| Required task |
In the listing below, make a numbered list of the lines. Start with the line containing "Category: blue uniform of standing worker" and go through the line containing "pixel 1015 445". Include both of those lines and leave out any blank lines.

| Records supplied |
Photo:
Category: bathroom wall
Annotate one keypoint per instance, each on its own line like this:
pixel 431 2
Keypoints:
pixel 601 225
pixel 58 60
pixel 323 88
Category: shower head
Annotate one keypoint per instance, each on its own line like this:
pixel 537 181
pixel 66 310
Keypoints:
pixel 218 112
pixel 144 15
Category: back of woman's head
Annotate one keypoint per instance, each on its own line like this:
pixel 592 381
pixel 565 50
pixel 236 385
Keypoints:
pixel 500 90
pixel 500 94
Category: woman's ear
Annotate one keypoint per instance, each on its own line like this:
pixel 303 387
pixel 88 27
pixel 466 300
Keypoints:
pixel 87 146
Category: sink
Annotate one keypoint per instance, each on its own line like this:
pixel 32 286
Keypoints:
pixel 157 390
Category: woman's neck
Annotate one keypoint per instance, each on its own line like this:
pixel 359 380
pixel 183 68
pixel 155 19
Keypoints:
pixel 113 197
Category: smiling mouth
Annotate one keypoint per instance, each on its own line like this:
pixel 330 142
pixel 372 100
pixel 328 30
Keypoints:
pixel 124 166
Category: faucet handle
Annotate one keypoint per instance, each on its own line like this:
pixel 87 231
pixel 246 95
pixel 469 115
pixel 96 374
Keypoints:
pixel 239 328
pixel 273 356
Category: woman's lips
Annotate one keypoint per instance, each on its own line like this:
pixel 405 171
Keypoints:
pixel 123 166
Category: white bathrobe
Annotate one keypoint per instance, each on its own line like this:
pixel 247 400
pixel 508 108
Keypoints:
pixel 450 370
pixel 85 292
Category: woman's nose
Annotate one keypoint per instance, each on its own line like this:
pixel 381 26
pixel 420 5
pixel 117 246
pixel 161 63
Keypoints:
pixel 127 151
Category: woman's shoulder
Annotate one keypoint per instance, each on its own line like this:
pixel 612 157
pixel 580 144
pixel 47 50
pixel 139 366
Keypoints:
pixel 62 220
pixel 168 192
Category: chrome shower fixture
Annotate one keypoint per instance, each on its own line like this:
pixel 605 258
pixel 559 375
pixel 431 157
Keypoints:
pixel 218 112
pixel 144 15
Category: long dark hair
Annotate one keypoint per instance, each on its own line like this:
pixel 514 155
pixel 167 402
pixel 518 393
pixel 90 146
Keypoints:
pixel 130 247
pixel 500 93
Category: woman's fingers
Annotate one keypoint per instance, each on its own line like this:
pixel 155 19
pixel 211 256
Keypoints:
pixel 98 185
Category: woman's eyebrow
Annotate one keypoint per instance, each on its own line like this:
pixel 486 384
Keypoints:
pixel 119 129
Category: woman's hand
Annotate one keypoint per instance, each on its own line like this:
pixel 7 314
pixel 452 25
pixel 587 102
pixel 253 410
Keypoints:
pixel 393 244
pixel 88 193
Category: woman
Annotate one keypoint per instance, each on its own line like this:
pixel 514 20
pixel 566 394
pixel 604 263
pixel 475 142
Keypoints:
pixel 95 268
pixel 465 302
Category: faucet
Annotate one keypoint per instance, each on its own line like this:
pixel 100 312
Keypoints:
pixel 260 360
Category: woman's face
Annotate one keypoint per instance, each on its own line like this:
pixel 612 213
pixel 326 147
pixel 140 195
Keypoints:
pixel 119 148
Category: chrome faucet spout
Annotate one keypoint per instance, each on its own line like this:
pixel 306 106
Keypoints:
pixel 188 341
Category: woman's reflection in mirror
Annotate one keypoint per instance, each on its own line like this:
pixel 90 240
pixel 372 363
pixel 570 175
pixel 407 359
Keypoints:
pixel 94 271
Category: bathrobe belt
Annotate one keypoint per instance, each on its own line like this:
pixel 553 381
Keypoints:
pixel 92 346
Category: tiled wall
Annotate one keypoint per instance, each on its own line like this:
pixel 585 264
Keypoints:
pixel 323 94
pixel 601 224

==

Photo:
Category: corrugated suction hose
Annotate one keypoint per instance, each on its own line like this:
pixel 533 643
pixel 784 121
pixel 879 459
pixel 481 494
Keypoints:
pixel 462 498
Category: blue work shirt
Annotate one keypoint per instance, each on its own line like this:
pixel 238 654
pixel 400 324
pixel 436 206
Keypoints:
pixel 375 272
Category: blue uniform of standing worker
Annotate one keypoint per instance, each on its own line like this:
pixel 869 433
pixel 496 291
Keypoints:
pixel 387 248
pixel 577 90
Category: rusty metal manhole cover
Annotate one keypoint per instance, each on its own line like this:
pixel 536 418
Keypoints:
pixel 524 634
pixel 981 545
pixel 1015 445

--

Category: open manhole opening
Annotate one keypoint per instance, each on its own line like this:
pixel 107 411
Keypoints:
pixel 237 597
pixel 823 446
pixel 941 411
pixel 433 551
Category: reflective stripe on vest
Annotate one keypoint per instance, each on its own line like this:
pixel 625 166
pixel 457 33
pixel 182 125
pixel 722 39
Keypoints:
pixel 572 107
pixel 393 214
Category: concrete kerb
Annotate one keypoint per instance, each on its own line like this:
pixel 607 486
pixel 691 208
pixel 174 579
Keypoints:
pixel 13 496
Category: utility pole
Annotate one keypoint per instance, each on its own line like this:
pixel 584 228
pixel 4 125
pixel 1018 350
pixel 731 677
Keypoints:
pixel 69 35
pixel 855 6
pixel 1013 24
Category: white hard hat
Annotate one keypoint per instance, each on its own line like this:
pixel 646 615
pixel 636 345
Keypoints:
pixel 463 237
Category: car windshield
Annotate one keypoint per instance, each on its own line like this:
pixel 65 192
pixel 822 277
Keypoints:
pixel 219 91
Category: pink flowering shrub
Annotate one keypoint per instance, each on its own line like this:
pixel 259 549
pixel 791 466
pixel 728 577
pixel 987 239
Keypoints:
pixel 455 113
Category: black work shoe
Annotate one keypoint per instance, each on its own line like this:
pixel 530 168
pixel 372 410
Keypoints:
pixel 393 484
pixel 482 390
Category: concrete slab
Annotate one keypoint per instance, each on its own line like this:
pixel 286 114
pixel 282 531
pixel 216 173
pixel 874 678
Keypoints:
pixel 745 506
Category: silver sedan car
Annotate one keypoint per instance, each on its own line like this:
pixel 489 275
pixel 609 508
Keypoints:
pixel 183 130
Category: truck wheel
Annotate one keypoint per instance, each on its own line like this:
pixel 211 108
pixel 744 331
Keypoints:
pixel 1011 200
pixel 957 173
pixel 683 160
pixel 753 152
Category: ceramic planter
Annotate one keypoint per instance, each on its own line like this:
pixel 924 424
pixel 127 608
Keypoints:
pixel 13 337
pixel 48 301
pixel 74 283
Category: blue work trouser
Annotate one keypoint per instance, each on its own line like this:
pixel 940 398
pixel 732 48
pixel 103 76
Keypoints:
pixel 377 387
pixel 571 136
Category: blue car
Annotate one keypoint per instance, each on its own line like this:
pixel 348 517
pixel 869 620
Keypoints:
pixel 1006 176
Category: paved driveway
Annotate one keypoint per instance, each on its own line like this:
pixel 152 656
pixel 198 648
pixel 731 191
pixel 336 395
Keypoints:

| Task output |
1. Category: blue uniform of standing worker
2. Annotate one keypoint per instance, each on its own line like this:
3. pixel 869 433
4. pixel 496 291
5. Keypoints:
6. pixel 387 248
7. pixel 577 90
8. Category: rusty metal manhole cover
9. Annotate one keypoint per instance, each on its own line like this:
10. pixel 536 418
11. Keypoints:
12. pixel 524 634
13. pixel 981 545
14. pixel 1015 445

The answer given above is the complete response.